[Text segment]:
>>

ARE disabled people emotionally sensitive? Do they easily get offended? Is it all right to ask them if they need help? How do we communicate with them? Should disabled people be accorded special treatment? I have been asked these questions many times in the last few weeks.
I asked those who posed these questions why they have such ideas about disabled people and the assumption we need to be treated differently. The common reasons given were that because our movements or senses are limited, we cannot do things like non-disabled people, and we become sensitive if we are not treated the correct way.
Are these questions valid? Is what is being said true? Regardless, questions like these should not be taken lightly. Brushing them off as trivial could leave those with doubts in these matters confused, unsure, and reluctant to interact with disabled people.
A society that is educated and informed about disability becomes more inclusive. I am in the business of disability education and it is my responsibility to clear away such doubts and misconceptions. When such issues arise, I always try to address them to ensure they are not perpetuated further.

<<

[Tasks to complete]:
(A) Answer these questions from the passage on disability:
(i) Over what period has the writer been asked these questions many times?
(ii) How might people with doubts be left if such questions are brushed off as trivial?
(iii) What kind of society becomes more inclusive?
(B) Does each statement agree with the passage on disability? Answer yes or no, and quote the words that decide it.
(i) The writer works in disability education.
(ii) The writer thinks such questions should be dismissed as trivial.
(iii) A common reason people gave was that disabled people have limited movements or senses.
(C) Extract the part of the passage on disability that begins at the words "ARE disabled people" and stops after "last few weeks.".
The data after this play no part in this work.

[Source information]:
>>

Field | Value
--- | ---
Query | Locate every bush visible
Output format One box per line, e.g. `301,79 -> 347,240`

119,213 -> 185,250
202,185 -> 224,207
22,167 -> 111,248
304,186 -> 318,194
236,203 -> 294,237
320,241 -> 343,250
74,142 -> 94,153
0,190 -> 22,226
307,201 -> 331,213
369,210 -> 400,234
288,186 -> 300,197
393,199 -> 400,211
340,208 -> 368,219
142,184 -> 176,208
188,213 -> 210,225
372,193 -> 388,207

<<

[Answers in order]:
(A)
(i) In the last few weeks.
(ii) Confused, unsure, and reluctant to interact with disabled people.
(iii) A society that is educated and informed about disability.

(B)
(i) Yes: "I am in the business of disability education"
(ii) No: "questions like these should not be taken lightly"
(iii) Yes: "because our movements or senses are limited"

(C)
ARE disabled people emotionally sensitive? Do they easily get offended? Is it all right to ask them if they need help? How do we communicate with them? Should disabled people be accorded special treatment? I have been asked these questions many times in the last few weeks.